-- Start of Task inputs --

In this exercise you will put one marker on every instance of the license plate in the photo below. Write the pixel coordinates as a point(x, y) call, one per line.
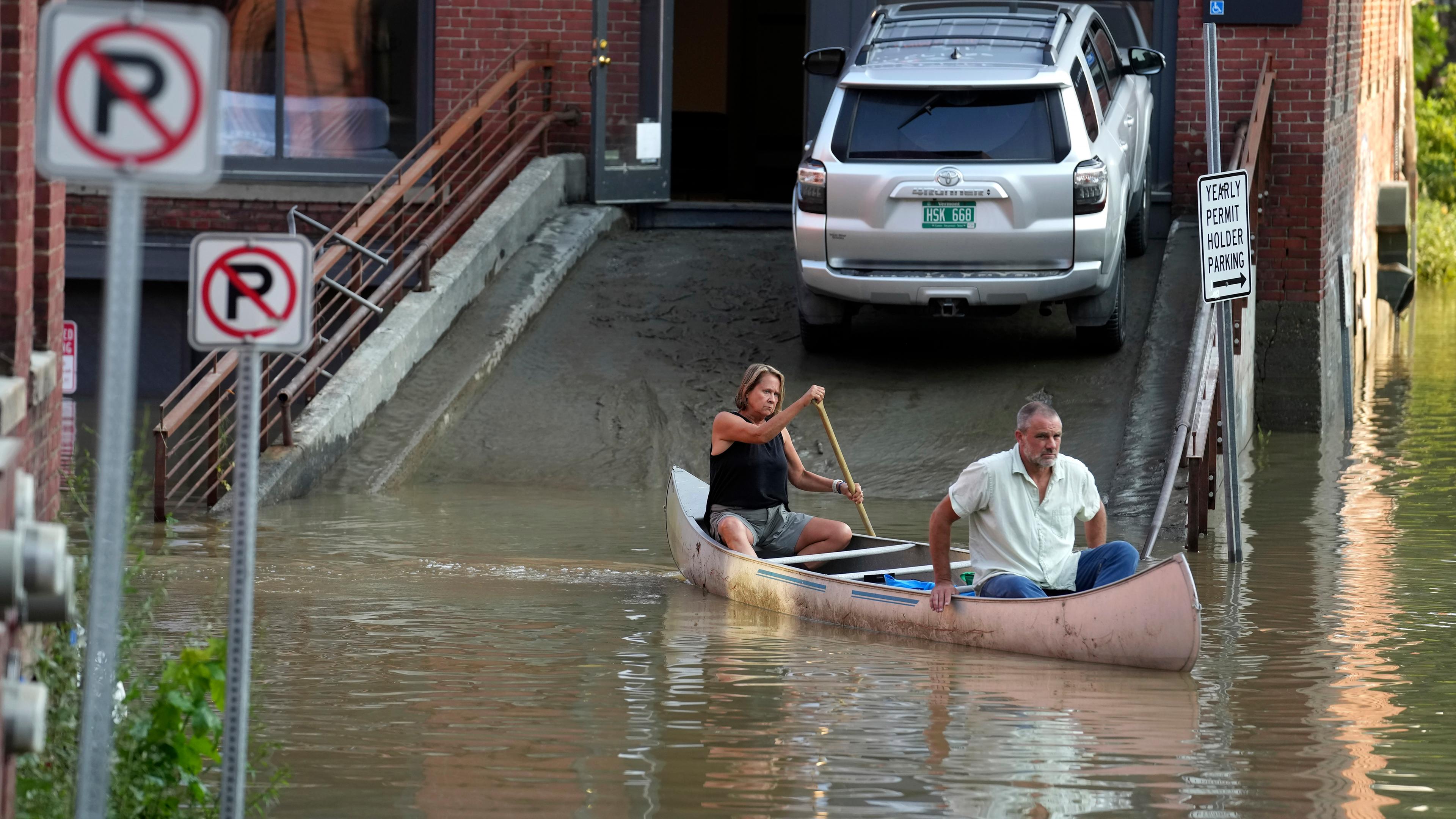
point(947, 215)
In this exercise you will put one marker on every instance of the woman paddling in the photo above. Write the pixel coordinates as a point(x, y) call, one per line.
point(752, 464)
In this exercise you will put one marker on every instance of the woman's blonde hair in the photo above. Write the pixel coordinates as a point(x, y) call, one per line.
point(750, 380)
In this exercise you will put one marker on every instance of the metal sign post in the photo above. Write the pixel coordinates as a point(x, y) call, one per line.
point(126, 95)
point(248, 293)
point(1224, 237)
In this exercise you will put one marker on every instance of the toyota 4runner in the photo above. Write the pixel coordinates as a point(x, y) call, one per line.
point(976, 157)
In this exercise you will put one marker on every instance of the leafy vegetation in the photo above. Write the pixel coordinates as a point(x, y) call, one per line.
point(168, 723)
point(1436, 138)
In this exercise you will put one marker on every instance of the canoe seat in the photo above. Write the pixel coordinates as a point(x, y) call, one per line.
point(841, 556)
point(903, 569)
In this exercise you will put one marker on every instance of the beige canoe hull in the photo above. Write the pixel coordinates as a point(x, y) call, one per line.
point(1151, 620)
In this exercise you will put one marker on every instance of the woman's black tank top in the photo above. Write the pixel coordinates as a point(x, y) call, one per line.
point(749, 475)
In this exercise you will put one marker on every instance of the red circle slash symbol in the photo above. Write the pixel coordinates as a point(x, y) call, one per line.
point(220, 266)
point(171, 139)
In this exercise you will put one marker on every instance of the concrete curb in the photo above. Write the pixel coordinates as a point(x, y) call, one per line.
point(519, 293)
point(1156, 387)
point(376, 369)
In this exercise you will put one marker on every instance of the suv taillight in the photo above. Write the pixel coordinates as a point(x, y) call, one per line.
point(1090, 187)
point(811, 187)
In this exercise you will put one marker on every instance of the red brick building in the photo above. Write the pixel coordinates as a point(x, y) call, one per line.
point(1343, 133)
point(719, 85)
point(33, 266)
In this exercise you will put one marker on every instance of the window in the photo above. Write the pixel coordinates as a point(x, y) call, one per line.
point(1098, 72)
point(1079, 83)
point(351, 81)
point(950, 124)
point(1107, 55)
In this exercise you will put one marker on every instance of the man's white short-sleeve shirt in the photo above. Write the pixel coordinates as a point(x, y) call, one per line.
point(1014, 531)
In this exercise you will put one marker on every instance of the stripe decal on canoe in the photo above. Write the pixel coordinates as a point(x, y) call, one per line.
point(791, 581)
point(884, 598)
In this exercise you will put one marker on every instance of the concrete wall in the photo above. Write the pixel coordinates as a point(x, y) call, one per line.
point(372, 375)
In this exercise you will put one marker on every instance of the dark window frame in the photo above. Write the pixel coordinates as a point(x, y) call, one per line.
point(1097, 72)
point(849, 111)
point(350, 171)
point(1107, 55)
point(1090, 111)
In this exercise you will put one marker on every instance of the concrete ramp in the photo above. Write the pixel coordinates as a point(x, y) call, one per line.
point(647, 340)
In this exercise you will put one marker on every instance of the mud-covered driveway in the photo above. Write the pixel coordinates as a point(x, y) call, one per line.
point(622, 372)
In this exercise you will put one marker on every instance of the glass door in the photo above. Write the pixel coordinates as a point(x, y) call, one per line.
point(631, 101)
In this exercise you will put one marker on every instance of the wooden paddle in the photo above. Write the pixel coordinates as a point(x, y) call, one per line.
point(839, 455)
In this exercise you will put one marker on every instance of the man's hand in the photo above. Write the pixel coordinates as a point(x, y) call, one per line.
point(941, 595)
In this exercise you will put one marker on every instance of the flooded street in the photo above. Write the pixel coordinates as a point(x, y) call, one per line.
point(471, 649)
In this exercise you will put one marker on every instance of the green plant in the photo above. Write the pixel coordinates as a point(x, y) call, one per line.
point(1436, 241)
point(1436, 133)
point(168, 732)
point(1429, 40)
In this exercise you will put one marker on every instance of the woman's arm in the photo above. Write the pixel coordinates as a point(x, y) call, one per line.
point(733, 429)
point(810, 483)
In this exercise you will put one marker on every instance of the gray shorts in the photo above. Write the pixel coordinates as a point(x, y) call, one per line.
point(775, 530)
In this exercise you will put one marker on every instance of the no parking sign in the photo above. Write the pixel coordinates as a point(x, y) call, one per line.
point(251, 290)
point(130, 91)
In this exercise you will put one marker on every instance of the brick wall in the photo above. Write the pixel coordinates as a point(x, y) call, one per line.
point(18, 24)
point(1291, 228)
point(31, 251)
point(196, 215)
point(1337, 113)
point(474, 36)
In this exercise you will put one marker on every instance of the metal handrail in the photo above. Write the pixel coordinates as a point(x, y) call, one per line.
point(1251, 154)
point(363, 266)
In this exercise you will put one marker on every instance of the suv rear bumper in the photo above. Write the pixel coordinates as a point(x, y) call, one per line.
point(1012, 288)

-- End of Task inputs --

▶ [Problem details] Rewrite the listing lines starting at the one containing "the man's white" and ending at the one containing "point(372, 375)", requests included, and shift each answer point by adding 55 to both of its coordinates. Give only those lines.

▶ [Exercise answer]
In this exercise you will put one marker on every instance of the man's white short-sleeve shirt in the photo above. Write the pixel coordinates as a point(x, y) call, one per line.
point(1069, 586)
In this exercise you will put one marker on every instance of the stripe decal on canoe in the photo above. Write the pixel coordinates as a point(x, y) call, one per line.
point(846, 636)
point(939, 653)
In this exercise you will put one marker on every instance of the concrete wall in the photo above. Write the pixel coordinates as a point(x, y) call, one per line.
point(427, 430)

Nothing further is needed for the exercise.